■ Stated goal:
Please reproduce each of the items below verbatim.

Entries from a pointing dataset:
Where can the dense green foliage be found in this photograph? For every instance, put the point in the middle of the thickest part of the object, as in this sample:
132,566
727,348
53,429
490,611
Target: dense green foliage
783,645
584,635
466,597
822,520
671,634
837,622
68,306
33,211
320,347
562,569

■ Response:
Where can the dense green foliage be found in this photograph? For every instance, put the point in the middle of the thickest part of the object, as in this sample:
132,566
727,348
53,429
490,611
Target: dense green foliage
783,645
584,635
466,597
822,520
671,634
837,622
68,306
33,211
320,347
562,569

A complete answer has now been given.